DATA EXCERPTS ▸

BEGIN

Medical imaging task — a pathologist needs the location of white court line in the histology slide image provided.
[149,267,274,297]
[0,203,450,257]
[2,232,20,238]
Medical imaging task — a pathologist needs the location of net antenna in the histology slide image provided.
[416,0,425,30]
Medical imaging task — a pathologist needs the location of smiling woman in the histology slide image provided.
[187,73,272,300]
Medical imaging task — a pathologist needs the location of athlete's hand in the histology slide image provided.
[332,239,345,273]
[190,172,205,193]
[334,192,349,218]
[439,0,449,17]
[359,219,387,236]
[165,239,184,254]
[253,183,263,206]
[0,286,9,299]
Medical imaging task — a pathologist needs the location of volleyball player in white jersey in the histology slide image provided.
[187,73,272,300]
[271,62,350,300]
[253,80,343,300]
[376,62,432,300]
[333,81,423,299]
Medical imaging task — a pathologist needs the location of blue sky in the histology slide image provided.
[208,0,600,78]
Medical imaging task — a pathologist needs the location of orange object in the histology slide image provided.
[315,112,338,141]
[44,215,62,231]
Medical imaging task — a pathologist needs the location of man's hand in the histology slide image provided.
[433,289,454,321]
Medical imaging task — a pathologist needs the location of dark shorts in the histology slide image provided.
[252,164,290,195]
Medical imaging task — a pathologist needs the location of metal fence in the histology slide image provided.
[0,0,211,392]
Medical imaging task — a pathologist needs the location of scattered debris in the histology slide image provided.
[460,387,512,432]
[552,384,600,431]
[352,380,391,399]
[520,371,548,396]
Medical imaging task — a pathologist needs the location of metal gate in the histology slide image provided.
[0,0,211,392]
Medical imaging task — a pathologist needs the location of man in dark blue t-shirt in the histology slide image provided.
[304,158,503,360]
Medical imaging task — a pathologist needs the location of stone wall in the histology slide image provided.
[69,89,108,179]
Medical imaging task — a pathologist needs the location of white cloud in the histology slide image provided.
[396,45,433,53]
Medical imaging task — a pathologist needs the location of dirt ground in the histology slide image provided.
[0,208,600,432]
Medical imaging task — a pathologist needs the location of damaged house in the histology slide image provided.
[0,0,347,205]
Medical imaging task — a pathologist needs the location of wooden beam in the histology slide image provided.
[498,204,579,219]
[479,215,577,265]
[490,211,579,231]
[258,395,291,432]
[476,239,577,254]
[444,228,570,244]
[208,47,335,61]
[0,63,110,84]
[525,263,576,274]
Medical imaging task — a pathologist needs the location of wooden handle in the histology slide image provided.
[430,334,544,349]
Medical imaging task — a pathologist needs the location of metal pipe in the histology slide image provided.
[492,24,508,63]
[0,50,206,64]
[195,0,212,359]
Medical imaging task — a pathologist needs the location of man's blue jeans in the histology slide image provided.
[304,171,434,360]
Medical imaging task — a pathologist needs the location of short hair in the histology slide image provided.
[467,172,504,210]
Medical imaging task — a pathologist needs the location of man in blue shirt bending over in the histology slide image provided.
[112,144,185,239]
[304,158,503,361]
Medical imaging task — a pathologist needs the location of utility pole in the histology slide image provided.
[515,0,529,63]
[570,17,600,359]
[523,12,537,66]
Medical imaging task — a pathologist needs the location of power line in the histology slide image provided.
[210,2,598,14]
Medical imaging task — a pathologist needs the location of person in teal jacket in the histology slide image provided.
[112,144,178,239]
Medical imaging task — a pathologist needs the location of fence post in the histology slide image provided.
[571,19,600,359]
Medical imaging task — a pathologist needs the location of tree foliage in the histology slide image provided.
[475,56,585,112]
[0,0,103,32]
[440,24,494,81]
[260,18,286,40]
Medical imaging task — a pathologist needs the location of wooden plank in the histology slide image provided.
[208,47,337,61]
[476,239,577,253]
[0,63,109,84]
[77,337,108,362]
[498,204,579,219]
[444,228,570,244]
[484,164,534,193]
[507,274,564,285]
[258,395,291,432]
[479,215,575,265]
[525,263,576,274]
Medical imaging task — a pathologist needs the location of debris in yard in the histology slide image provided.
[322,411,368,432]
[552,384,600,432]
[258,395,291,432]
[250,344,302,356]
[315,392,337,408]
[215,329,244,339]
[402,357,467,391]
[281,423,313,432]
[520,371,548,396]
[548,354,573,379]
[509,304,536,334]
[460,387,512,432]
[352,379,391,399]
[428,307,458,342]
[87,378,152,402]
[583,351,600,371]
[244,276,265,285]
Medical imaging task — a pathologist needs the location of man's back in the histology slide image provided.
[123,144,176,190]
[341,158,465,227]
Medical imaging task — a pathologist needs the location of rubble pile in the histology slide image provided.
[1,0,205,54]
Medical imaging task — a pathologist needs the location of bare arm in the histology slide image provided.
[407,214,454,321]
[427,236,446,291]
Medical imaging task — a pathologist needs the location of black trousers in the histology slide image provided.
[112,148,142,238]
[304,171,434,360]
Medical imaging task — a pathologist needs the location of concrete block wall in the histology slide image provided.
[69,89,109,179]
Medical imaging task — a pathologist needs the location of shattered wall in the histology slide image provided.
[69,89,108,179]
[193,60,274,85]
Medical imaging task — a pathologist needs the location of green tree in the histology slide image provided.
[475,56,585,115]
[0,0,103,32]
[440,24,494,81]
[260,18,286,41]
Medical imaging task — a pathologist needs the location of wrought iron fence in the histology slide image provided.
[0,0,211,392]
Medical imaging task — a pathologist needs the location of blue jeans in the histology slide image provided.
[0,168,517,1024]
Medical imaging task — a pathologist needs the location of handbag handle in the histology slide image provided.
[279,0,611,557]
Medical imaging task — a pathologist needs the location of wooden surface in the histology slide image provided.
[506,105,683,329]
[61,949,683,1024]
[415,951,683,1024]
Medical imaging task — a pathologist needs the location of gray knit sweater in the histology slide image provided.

END

YOUR GOAL ▸
Please count the lines of the rows above that contain the string "wooden", matching case exactly, and give only the number.

OUTPUT FOR THIS EXERCISE ▸
4